__Selected passage__.
.....

Spatiotemporal dynamics and machine learning-based prediction of aboveground biomass in the Indus delta mangroves
Abstract
This dataset provides spatially explicit estimates of mangrove aboveground biomass (AGB) and associated environmental variables for the Indus Delta mangrove ecosystem. Field-based AGB spatial data were derived from the NASA CMS Global Mangrove Distribution, Aboveground Biomass, and Canopy Height dataset and used as reference data for model development. Multisource remote sensing data, including Sentinel-1 and Sentinel-2 optical imagery, were processed to extract predictor variables such as vegetation indices and surface characteristics. Additional environmental variables, including land surface temperature and land use/land cover, were incorporated to capture ecological controls on biomass distribution.

.....

__Data__.
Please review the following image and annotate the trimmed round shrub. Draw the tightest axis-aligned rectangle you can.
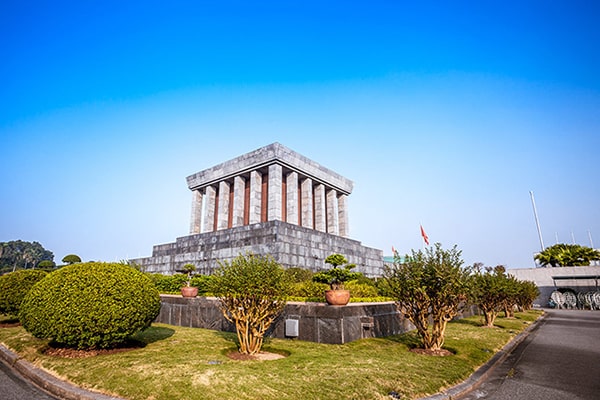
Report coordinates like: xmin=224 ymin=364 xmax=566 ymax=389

.....

__Objective__.
Reproduce the stretch of the mangrove biomass abstract from "Spatiotemporal dynamics and" through "on biomass distribution." word for word.

__Output for this task__.
Spatiotemporal dynamics and machine learning-based prediction of aboveground biomass in the Indus delta mangroves
Abstract
This dataset provides spatially explicit estimates of mangrove aboveground biomass (AGB) and associated environmental variables for the Indus Delta mangrove ecosystem. Field-based AGB spatial data were derived from the NASA CMS Global Mangrove Distribution, Aboveground Biomass, and Canopy Height dataset and used as reference data for model development. Multisource remote sensing data, including Sentinel-1 and Sentinel-2 optical imagery, were processed to extract predictor variables such as vegetation indices and surface characteristics. Additional environmental variables, including land surface temperature and land use/land cover, were incorporated to capture ecological controls on biomass distribution.